**Your task:** Among the entries below, only the lines from the one with "Target: bird's shadow" through the one with "Target: circular logo emblem" are to be retyped, exactly and without pictures.

START Working data

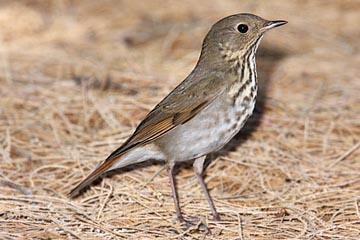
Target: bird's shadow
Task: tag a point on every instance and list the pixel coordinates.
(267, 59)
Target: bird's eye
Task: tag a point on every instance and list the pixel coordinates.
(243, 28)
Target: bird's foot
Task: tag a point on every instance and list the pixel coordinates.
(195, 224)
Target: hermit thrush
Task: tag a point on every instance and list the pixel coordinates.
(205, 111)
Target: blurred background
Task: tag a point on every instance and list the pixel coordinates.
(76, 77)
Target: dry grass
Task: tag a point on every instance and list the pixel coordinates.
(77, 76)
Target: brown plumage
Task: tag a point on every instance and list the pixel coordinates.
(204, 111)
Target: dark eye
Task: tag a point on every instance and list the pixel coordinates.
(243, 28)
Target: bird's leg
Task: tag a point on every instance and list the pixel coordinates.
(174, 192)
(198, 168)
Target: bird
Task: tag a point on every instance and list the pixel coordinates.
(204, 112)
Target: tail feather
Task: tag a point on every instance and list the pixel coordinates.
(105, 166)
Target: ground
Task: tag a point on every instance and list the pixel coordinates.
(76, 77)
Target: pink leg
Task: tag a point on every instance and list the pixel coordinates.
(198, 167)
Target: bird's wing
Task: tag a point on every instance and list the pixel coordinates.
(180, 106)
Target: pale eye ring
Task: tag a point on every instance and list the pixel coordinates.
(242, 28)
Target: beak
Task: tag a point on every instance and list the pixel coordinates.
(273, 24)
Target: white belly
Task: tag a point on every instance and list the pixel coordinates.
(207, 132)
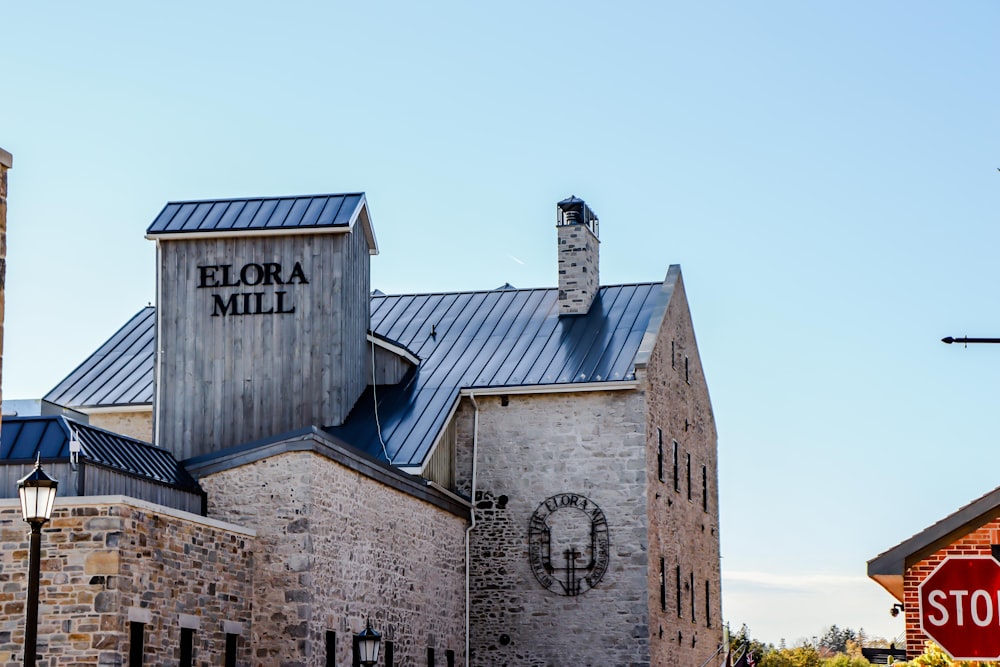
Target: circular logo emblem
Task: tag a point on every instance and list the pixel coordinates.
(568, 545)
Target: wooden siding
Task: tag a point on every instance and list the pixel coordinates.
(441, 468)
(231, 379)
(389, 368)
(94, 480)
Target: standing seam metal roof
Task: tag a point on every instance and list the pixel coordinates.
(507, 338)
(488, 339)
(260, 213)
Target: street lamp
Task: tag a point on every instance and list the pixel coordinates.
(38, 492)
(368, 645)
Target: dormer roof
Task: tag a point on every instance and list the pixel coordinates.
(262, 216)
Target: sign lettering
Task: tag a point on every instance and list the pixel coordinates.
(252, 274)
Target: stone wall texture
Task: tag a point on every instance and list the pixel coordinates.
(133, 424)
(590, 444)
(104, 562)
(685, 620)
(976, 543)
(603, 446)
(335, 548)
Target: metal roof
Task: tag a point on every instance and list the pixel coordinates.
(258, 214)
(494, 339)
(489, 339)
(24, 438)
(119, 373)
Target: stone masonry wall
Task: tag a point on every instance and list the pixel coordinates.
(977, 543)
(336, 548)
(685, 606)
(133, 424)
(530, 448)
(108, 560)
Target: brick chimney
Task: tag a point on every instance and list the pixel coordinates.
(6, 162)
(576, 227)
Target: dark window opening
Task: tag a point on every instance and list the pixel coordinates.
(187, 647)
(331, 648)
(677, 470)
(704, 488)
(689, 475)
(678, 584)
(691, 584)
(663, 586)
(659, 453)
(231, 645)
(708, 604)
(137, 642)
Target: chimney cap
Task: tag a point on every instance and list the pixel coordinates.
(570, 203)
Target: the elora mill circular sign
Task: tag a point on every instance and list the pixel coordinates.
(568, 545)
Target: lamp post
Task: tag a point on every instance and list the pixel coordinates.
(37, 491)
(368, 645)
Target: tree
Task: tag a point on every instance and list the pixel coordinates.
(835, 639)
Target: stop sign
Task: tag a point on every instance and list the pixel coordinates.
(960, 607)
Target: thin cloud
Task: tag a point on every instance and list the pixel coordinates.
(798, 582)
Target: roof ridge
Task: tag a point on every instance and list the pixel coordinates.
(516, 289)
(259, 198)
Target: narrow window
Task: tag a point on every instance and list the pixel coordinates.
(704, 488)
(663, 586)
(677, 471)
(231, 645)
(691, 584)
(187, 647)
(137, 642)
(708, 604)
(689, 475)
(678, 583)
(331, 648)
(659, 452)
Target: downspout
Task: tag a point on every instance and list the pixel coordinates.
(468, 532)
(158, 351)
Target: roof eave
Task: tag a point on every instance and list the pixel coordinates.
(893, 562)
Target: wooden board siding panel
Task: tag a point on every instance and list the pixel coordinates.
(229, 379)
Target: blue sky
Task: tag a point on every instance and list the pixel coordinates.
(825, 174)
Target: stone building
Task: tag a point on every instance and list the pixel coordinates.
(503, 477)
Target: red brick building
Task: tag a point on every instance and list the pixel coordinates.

END Working data
START Working data

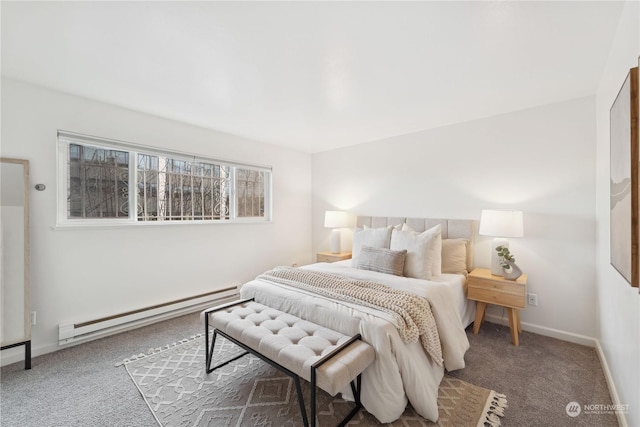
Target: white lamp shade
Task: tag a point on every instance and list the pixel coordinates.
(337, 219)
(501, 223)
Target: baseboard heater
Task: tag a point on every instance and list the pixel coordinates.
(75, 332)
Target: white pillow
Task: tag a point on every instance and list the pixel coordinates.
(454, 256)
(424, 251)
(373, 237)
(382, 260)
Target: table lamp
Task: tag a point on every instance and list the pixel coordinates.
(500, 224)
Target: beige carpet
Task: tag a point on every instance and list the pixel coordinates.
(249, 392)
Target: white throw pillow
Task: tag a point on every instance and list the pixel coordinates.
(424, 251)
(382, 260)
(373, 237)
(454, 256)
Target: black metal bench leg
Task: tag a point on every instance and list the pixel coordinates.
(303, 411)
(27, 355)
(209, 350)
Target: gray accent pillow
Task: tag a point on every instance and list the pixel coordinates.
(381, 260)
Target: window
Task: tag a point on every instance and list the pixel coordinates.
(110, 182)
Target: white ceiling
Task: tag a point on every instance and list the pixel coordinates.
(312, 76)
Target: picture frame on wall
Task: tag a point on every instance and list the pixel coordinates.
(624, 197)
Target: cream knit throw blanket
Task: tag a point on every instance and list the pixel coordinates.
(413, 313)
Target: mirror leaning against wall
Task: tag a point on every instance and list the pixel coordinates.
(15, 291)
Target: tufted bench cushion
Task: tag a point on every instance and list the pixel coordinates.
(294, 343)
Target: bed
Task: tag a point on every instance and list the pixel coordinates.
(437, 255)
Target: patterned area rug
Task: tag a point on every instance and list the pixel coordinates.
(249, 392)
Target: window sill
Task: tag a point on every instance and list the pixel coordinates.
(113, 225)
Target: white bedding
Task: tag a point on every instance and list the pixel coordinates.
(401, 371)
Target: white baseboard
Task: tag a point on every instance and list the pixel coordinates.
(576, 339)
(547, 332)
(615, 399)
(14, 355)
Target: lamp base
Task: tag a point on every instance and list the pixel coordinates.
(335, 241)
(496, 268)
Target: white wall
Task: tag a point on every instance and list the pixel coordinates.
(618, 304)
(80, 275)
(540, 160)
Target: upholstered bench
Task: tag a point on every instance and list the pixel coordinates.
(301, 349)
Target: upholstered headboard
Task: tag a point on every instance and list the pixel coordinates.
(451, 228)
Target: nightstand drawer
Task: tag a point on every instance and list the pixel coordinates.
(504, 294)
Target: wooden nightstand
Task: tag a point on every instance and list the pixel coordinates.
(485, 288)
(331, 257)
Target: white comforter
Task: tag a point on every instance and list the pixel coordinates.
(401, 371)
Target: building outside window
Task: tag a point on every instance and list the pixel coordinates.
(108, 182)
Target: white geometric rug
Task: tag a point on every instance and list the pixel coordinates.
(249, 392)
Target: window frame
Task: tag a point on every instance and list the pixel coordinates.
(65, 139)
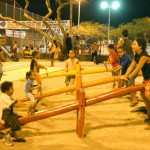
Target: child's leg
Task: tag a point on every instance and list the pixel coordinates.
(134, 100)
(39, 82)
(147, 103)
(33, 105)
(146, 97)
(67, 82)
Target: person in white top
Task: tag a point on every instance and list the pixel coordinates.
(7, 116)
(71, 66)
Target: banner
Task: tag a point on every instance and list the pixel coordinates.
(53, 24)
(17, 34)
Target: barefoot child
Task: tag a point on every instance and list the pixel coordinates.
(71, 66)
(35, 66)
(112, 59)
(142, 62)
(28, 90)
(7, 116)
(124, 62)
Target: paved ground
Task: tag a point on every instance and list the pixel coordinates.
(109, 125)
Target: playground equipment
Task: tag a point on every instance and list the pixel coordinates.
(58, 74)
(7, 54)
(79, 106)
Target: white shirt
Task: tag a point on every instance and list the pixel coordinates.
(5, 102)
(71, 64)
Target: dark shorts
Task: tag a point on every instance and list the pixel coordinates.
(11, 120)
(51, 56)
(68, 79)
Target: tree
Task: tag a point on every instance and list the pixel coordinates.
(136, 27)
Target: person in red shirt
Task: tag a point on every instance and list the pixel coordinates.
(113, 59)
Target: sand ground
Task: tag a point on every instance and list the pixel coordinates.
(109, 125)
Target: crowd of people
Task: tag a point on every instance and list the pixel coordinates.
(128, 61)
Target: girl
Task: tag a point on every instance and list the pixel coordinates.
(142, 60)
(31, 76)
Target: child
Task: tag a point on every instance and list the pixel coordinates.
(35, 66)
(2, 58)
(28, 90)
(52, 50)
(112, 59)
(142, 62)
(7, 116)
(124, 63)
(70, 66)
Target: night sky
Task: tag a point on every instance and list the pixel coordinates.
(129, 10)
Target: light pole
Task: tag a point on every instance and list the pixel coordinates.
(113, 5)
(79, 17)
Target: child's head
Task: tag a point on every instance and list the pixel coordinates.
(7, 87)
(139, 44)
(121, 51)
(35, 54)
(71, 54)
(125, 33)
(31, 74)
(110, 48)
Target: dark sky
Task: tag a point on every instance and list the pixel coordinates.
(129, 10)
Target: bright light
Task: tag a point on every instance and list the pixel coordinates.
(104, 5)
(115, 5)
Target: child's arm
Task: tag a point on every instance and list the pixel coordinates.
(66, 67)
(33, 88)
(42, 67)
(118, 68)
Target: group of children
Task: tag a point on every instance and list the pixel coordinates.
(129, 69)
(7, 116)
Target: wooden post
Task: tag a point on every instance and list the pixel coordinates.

END Working data
START Working data

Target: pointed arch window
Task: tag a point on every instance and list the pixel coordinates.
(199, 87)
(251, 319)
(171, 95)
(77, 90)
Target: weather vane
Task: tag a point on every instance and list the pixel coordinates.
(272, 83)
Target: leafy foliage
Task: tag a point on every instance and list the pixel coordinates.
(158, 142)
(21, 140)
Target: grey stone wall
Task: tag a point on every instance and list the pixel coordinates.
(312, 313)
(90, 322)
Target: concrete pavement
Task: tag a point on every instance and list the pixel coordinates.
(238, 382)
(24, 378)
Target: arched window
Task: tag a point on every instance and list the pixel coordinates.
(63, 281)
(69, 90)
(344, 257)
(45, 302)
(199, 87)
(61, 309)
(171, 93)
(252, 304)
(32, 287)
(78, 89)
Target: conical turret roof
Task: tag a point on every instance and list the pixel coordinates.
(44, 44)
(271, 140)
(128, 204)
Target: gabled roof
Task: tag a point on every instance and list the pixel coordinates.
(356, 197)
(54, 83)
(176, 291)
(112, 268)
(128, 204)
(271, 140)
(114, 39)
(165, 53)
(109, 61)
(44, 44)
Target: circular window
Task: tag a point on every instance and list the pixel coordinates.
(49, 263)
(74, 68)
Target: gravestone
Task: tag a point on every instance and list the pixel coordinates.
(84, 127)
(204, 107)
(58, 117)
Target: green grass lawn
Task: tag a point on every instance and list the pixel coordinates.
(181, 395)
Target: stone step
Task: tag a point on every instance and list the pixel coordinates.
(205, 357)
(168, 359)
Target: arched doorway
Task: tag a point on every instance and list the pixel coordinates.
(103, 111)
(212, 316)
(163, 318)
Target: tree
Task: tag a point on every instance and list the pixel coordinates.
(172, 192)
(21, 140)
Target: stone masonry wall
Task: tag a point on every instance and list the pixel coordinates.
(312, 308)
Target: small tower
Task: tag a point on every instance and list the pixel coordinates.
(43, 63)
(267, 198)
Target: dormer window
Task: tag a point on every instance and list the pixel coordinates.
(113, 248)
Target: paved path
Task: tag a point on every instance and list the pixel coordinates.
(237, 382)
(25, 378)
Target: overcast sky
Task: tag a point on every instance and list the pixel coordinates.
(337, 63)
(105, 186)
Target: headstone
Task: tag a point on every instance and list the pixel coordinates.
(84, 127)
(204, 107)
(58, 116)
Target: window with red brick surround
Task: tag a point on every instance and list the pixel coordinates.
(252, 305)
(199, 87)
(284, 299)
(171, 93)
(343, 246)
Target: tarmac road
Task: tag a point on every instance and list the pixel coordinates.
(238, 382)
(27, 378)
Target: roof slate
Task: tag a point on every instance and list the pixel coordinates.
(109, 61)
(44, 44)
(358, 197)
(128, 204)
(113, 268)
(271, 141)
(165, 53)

END Working data

**Answer to this exercise:**
Target: bird's shadow
Task: tag a point on every instance and list the pixel coordinates.
(267, 59)
Target: bird's eye
Task: tag a point on every instance and list the pixel coordinates.
(243, 28)
Target: bird's foot
Task: tag a point on every instance and list the pixel coordinates.
(195, 224)
Target: hermit thrush
Task: tag a point on every instance and list the pixel coordinates.
(205, 111)
Target: blurred background
Task: tag a point on every instance and list the pixel coordinates.
(76, 77)
Target: dry grass
Task: tag a point on every instance and list the pixel coordinates.
(77, 76)
Target: brown plumage
Task: tag a point on every instance and list the pixel coordinates.
(204, 111)
Target: dark eye
Task: tag a point on every instance and list the pixel coordinates.
(243, 28)
Target: bird's leg
Task: tag a point on every instance and list the pixel coordinates.
(174, 192)
(198, 168)
Target: bird
Task: tag a point on every instance and list the pixel coordinates.
(204, 112)
Target: tail feather
Task: tag a point on every instance and list the pixel coordinates.
(105, 166)
Target: ground
Task: tag a point on every instance and list the pixel coordinates.
(76, 77)
Target: pink leg
Task: tag a point on every instance and list the pixel coordinates.
(198, 167)
Target: bird's wing
Task: tag a point on every instance and list the pixel coordinates.
(180, 106)
Target: pale eye ring
Task: tag a point on every instance and list the pixel coordinates.
(242, 28)
Target: beak
Task: tag a point on every instance and list the pixel coordinates.
(273, 24)
Target: white belly
Task: tag a point on every instance and list the pixel coordinates.
(207, 132)
Target: circular logo emblem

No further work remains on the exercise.